> _Source document_:
----

Neuropsychology: Power naps produce a significant improvement in memory performance
Researchers headed by Professor Axel Mecklinger have shown that a short nap lasting about an hour can significantly improve memory performance. The study involved examination of memory recall in 41 participants.
The volunteers had to learn single words and word pairs. Once the learning phase was over, the participants were tested to determine how much information they could remember. About half of the participants were then allowed to sleep, while the others watched a DVD. After that, the participants were re-tested and those who had taken a nap were shown to have retained substantially more word pairs in memory than the participants in the control group who had watched a DVD.
Generations of school students have gone to bed the night before a maths exam or a vocabulary test with their algebra book or vocabulary notes tucked under their pillow in the hope that the knowledge would somehow be magically transferred into their brains while they slept. That they were not completely taken in by a superstitious belief has now been demonstrated by a team of neuropsychologists at Saarland University, who have shown that even a brief sleep can significantly improve retention of learned material in memory.

----

[Dataset entries]
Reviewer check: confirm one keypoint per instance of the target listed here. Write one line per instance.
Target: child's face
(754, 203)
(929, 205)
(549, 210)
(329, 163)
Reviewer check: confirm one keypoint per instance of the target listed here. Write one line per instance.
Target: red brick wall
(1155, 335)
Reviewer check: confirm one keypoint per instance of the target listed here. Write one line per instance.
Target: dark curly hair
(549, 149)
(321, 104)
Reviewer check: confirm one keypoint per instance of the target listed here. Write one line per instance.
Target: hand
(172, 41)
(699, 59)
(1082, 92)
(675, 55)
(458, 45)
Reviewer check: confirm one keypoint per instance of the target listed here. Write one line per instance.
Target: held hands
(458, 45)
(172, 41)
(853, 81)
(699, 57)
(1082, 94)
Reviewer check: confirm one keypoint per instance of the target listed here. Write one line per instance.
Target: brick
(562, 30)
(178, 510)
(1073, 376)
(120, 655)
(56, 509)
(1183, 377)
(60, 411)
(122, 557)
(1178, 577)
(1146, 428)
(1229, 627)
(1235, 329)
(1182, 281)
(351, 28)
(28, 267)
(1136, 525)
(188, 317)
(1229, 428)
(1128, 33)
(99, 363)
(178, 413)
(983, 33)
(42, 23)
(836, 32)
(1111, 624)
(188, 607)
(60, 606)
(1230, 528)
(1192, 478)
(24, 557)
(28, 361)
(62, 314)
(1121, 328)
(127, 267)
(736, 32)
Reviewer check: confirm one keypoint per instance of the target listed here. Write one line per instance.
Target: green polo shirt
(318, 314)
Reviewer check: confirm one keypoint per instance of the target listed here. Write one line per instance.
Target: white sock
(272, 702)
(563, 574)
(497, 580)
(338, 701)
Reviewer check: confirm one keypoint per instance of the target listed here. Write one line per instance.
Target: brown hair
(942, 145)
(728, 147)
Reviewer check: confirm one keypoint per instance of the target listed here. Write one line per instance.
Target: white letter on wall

----

> _What to do_:
**A.** According to the article on power naps, how many participants took part in the memory recall study?
**B.** Continue the article on power naps from the end of its last paragraph.

> _Results by task_:
**A.** 41 participants.

**B.**
Sara Studte, a graduate biologist specializing in neuropsychology, working with her PhD supervisor Axel Mecklinger and co-researcher Emma Bridger, is examining how power naps influence memory performance. The results are clear: 'Even a short sleep lasting 45 to 60 minutes produces a five-fold improvement in information retrieval from memory,' explains Axel Mecklinger.
Strictly speaking, memory performance did not improve in the nap group relative to the levels measured immediately after the learning phase, but they did remain constant. 'The control group, whose members watched DVDs while the other group slept, performed significantly worse than the nap group when it came to remembering the word pairs. The memory performance of the participants who had a power nap was just as good as it was before sleeping, that is, immediately after completing the learning phase, says Professor Mecklinger.